**Task details**
Copy every one of the following rows word for word, keeping them in the same order.

______

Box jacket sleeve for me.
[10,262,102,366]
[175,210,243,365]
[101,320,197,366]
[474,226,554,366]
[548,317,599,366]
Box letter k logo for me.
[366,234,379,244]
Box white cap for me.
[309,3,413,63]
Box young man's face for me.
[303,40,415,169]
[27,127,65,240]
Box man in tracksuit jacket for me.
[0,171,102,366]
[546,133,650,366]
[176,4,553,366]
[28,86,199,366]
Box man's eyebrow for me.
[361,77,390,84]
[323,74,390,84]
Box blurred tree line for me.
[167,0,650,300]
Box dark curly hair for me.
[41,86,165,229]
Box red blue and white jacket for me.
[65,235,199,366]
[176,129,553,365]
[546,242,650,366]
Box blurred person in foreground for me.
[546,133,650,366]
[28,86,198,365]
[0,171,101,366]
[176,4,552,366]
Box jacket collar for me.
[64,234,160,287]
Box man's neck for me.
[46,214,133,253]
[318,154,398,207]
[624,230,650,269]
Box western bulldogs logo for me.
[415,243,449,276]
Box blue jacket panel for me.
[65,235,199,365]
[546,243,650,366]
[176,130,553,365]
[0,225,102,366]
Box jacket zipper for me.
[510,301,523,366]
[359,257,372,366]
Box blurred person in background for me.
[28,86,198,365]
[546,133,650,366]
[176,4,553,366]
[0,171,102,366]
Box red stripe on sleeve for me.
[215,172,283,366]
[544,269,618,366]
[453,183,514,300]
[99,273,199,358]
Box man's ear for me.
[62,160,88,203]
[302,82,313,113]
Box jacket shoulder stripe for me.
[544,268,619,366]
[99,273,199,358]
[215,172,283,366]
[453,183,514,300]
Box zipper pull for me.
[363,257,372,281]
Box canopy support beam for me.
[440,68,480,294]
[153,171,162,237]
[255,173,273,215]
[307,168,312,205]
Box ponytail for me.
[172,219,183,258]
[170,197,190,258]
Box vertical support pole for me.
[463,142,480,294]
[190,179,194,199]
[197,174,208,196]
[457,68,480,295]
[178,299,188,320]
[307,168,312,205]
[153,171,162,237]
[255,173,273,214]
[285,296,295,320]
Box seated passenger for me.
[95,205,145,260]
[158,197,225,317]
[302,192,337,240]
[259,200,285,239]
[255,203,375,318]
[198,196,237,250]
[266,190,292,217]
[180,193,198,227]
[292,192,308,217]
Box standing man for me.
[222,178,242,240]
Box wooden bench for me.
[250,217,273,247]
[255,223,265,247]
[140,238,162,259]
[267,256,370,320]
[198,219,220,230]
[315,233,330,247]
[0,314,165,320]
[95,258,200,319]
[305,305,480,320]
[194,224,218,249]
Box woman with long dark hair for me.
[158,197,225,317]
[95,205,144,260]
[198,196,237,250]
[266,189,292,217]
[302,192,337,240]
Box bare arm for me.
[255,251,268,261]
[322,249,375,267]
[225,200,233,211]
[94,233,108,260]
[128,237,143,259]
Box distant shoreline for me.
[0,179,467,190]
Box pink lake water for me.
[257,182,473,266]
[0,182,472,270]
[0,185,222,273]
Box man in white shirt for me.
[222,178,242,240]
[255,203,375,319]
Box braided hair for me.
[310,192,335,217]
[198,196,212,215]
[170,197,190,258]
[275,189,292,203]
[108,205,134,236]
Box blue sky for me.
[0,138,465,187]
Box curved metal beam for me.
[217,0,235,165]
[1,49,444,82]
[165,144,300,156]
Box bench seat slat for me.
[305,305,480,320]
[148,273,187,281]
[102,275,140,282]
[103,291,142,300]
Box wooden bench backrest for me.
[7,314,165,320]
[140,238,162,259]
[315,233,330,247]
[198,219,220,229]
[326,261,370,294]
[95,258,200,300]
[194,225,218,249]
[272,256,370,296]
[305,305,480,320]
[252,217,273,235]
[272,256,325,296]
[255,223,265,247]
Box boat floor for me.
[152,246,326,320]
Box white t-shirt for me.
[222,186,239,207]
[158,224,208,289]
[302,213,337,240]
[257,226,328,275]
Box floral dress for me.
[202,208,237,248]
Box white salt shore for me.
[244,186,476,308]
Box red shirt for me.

______

**Response**
Box jacket sleeve for me.
[10,262,102,366]
[175,210,243,365]
[101,320,197,366]
[474,226,554,366]
[548,317,599,366]
Box letter k logo for me.
[366,234,379,244]
Box white cap for me.
[309,3,413,63]
Box young man's face for me.
[303,40,415,169]
[27,127,65,240]
Box man in tracksuit jacket for me.
[0,171,102,366]
[546,133,650,366]
[176,4,553,366]
[28,86,199,366]
Box man's eyebrow for me.
[361,77,390,84]
[323,74,390,84]
Box blurred tree line for me.
[167,0,650,300]
Box dark curly hair for me.
[41,86,165,229]
Box red blue and white jacket for me.
[65,235,199,366]
[176,129,553,365]
[546,242,650,366]
Box blurred person in foreground for me.
[546,133,650,366]
[28,86,198,365]
[0,171,101,366]
[176,4,552,366]
Box jacket collar for me.
[64,234,160,287]
Box man's neck for me.
[46,214,133,253]
[318,154,398,207]
[624,230,650,269]
Box western bulldogs logo for me.
[415,243,449,276]
Box blue jacket panel for me.
[65,235,199,365]
[546,243,650,366]
[176,130,553,365]
[0,225,102,366]
Box jacket zipper for me.
[510,301,523,366]
[359,257,372,366]
Box blurred person in background for me.
[28,86,198,365]
[546,133,650,366]
[176,4,553,366]
[0,171,102,366]
Box red stripe on sleeve for me.
[215,172,283,366]
[544,269,618,366]
[453,183,514,300]
[99,273,199,358]
Box man's ear for me.
[62,160,88,203]
[302,82,313,113]
Box jacket shoulder stripe for me.
[544,268,619,366]
[99,273,199,358]
[215,172,283,366]
[453,183,514,300]
Box zipper pull for me.
[363,257,372,281]
Box canopy support beam for me.
[440,68,480,294]
[153,171,162,237]
[255,173,273,215]
[307,168,312,205]
Box ponytail for me.
[172,219,183,258]
[170,197,190,258]
Box vertical support pole for me.
[463,142,480,294]
[190,179,194,199]
[197,174,208,196]
[457,68,480,295]
[178,299,188,320]
[307,168,312,205]
[153,171,162,237]
[255,173,273,214]
[285,296,295,320]
Box seated passenger for me.
[95,205,145,260]
[158,197,225,317]
[302,192,337,240]
[259,200,285,239]
[255,203,375,318]
[198,196,237,250]
[266,190,292,217]
[180,193,198,227]
[292,192,308,217]
Box standing man for me.
[222,178,242,240]
Box wooden bench for me.
[250,217,273,247]
[255,223,265,247]
[140,238,162,259]
[267,256,370,320]
[198,219,220,230]
[315,233,330,247]
[0,314,165,320]
[95,258,200,319]
[305,305,480,320]
[194,224,218,249]
Box woman with long dark hair for me.
[158,197,225,317]
[95,205,144,260]
[198,196,237,250]
[266,189,292,217]
[302,192,337,240]
Box bare arm for me.
[255,251,268,261]
[322,249,375,267]
[225,200,233,211]
[94,233,108,260]
[128,237,143,259]
Box distant shoreline for me.
[0,179,467,190]
Box pink lake water for me.
[257,182,473,266]
[0,182,472,270]
[0,185,222,273]
Box man in white shirt for me.
[222,178,242,240]
[255,203,375,319]
Box braided hair for me.
[310,192,335,217]
[198,196,212,215]
[170,197,190,258]
[275,189,292,203]
[108,205,134,236]
Box blue sky for me.
[0,138,465,187]
Box curved metal beam for me.
[217,0,235,165]
[1,49,444,82]
[165,144,300,156]
Box bench seat slat for me.
[305,305,480,320]
[148,273,187,281]
[102,275,140,282]
[103,291,142,300]
Box wooden bench backrest for me.
[7,314,165,320]
[140,238,162,259]
[315,233,330,247]
[198,219,220,229]
[326,261,370,294]
[95,258,200,300]
[194,225,218,249]
[272,256,370,296]
[305,305,480,320]
[252,217,273,235]
[272,256,325,296]
[255,223,265,247]
Box boat floor for me.
[152,246,326,320]
Box white t-shirt for me.
[222,186,239,207]
[158,224,208,289]
[302,213,337,240]
[257,226,328,275]
Box floral dress for me.
[202,208,237,248]
Box white salt shore for me.
[244,186,476,308]
Box red shirt for me.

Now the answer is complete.